■ **SELECTION**:
Hey there everyone. Just found this thread and thought i would join in. Last February 2011 I went to WDW for the first time since discovering my gluten-allergy. Disney went above and beyond for me! I was so impressed. Here's how my vacation dining experiences went:

Day 1: I didn't think I could have anything in the CBR food court so I just got yogurt and had brought some g-free granola bars with me.

Wave for lunch was amazing. The chef came to the table and for the first time ever i was able to have a Reuben with my man! The bread was ok, but it was still exciting for me as it's his favorite food of all time. And the deserts were so much fun, the chef let me mix and match so i could have an all gluten-free sampler.

Cosmic Rays had a person go right up to the counter with me to ensure I knew what was g-free and I got to eat a burger...with a bun! Which was pretty amazing to me. Eating bunless burgers gets boring after a while.

Day 2: I forced my man to order a Mickey waffle at Port Royale so i could watch him eat it, and when we were talking about it the server told me the chef could make me g-free ones and I was over the moon! Having my mickey waffle is a tradition I thought I'd have to give up. it was really yummy. I did have to wait a little longer most times to get these different things. However it is really nice to meet all your chefs at every restaurant you go to!

■ **TASK 1**: Summarize the post about gluten-free dining in two sentences.

■ **DATASET ENTRIES**:
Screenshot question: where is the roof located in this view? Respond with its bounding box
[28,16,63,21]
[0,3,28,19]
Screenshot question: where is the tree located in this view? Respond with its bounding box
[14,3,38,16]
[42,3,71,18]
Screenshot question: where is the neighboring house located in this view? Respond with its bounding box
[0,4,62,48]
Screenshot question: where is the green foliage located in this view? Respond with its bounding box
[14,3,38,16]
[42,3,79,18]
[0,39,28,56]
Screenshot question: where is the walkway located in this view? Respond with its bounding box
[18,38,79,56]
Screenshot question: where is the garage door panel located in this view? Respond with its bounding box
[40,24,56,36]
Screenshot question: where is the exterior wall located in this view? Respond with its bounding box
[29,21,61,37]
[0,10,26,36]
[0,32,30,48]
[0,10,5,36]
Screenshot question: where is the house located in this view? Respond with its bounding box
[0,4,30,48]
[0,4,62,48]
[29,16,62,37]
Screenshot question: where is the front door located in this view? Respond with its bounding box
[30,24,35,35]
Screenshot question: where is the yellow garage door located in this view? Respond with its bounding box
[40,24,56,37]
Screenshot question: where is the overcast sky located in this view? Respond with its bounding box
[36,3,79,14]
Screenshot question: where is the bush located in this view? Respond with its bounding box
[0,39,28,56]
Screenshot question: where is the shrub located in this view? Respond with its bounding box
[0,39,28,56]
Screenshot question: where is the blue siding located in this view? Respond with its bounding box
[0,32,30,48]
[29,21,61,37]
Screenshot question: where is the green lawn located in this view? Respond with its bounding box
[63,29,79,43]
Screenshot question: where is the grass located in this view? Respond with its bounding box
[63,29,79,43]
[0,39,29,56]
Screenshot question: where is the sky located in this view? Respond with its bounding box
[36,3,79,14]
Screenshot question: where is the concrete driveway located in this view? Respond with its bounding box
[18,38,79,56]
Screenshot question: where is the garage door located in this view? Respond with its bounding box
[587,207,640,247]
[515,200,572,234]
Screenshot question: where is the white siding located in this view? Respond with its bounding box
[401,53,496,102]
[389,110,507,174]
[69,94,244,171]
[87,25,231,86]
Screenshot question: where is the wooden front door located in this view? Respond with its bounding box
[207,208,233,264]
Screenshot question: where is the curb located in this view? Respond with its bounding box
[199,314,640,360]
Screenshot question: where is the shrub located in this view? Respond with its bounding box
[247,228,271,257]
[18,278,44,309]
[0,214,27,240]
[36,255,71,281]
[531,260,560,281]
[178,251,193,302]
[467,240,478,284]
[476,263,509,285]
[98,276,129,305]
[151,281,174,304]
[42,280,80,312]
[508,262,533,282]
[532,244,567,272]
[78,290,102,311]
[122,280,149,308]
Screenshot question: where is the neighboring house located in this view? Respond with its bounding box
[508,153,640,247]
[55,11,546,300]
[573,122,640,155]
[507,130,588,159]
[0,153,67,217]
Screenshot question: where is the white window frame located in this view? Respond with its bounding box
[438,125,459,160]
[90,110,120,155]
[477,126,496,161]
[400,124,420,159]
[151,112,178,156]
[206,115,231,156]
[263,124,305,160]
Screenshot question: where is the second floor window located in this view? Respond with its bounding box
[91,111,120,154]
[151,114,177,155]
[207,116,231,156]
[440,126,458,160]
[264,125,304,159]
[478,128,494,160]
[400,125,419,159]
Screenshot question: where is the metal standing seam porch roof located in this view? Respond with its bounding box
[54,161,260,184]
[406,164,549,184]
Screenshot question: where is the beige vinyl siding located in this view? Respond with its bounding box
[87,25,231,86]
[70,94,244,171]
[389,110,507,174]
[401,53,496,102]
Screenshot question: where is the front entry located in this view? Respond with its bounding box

■ **TASK 2**: Transcribe the stretch of the records from the line that contains "Screenshot question: where is the grass" through the end of the records, reproducing each line without any change.

■ **OUTPUT 1**: The writer recounts a February 2011 trip to WDW, the first since discovering a gluten allergy, and praises Disney for going above and beyond. Highlights included a Reuben and an all gluten-free dessert sampler at Wave, a burger with a bun at Cosmic Rays, and gluten-free Mickey waffles at Port Royale, although getting these items often took a little longer.

■ **OUTPUT 2**:
Screenshot question: where is the grass located in this view? Respond with its bounding box
[63,29,79,43]
[0,39,29,56]
Screenshot question: where is the sky located in this view? Respond with its bounding box
[36,3,79,14]
Screenshot question: where is the concrete driveway located in this view? Respond with its bounding box
[18,38,79,56]
Screenshot question: where is the garage door located in this view? Respond with its bounding box
[587,207,640,247]
[515,200,572,234]
Screenshot question: where is the white siding located in this view? Respond with its bounding box
[401,53,496,102]
[389,110,507,174]
[69,94,244,171]
[87,25,231,86]
Screenshot question: where is the wooden front door located in this view? Respond with its bounding box
[207,208,233,264]
Screenshot question: where is the curb located in this view? Respond with its bounding box
[199,314,640,360]
Screenshot question: where is the shrub located in this view? Respond with its bounding box
[247,228,271,257]
[18,278,44,309]
[0,214,27,240]
[36,255,71,281]
[531,260,560,281]
[178,251,193,302]
[467,240,478,284]
[476,263,509,285]
[98,276,129,305]
[151,281,174,304]
[42,280,80,312]
[508,262,533,282]
[532,244,567,272]
[78,290,102,311]
[122,280,149,308]
Screenshot question: where is the neighboring house located in this view? Respond with its bounding box
[508,153,640,247]
[55,11,546,300]
[573,122,640,155]
[507,130,588,159]
[0,153,67,217]
Screenshot question: where is the white window frame located in this view? Respond with its bounding box
[438,125,459,160]
[90,110,120,155]
[477,126,496,161]
[400,124,420,159]
[151,112,178,156]
[206,115,231,156]
[263,124,305,160]
Screenshot question: where is the second floor window located in this view? Respond with its bounding box
[91,111,120,154]
[151,114,177,155]
[207,116,231,156]
[440,126,458,160]
[264,125,304,159]
[478,128,494,160]
[400,125,419,159]
Screenshot question: where is the metal standing seam porch roof located in this view? Respond with its bounding box
[54,161,260,184]
[406,164,549,184]
Screenshot question: where is the beige vinyl siding located in this view? Respond with its bounding box
[87,25,231,86]
[70,94,244,171]
[389,110,507,174]
[401,53,496,102]
Screenshot question: where is the front entry located in this view? Respond with its bounding box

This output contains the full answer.